*** Begin section ***

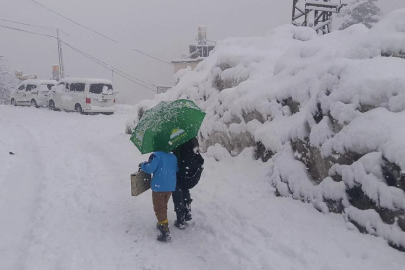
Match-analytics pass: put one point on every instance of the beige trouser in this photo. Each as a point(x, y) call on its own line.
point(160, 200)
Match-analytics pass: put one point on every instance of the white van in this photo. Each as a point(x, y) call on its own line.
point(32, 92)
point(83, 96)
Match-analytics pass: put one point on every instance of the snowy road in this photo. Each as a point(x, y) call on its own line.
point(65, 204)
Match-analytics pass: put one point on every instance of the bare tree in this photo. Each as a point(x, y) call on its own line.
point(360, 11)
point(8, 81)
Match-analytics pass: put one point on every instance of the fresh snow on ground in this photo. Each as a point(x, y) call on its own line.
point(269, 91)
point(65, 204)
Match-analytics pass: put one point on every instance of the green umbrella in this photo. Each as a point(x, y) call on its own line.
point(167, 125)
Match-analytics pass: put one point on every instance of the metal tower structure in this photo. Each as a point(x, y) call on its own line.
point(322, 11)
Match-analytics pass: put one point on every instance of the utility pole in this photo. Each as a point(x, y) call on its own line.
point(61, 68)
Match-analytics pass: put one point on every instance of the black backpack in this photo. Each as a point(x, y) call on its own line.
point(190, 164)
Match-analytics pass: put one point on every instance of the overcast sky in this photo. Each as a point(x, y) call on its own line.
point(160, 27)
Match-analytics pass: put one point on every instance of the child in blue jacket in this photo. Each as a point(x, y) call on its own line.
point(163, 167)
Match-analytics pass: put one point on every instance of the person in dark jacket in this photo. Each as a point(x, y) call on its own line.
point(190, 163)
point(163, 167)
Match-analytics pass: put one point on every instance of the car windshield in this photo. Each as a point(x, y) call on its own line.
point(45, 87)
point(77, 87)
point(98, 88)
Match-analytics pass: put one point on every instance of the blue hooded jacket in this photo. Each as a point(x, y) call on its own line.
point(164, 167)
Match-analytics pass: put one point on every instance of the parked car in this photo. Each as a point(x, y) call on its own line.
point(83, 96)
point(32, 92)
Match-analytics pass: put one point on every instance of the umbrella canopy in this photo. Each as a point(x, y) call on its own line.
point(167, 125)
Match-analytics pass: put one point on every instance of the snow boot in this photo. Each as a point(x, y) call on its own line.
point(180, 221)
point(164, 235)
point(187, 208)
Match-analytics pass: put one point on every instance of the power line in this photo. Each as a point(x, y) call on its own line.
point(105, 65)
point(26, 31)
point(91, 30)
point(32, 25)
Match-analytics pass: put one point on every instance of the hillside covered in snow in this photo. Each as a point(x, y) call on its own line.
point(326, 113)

*** End section ***

Set down, word for word, the line that contains "of the parked" and all lines after it up to the end of the listing.

Match-analytics pass: put one point on every instance of the parked car in this photo. Each as a point(x, y) call on its own line.
point(83, 96)
point(32, 92)
Match-analytics pass: put one point on every instance of the umbrella canopy in this photo. Each as a point(x, y) call on its own line.
point(167, 125)
Match-analytics pass: put one point on every instance of the snow boot in this photo. Each as a point(x, y) call on its own line.
point(180, 221)
point(164, 235)
point(187, 208)
Match-analytics pass: put one point on every instance of the power line in this photo. Each as a point(x, y) call on its own line.
point(105, 65)
point(26, 31)
point(91, 30)
point(32, 25)
Match-analytics pass: put one point on every instance of the hillside covered in snow in this photo. Each as a point(x, y) call on its own line.
point(326, 113)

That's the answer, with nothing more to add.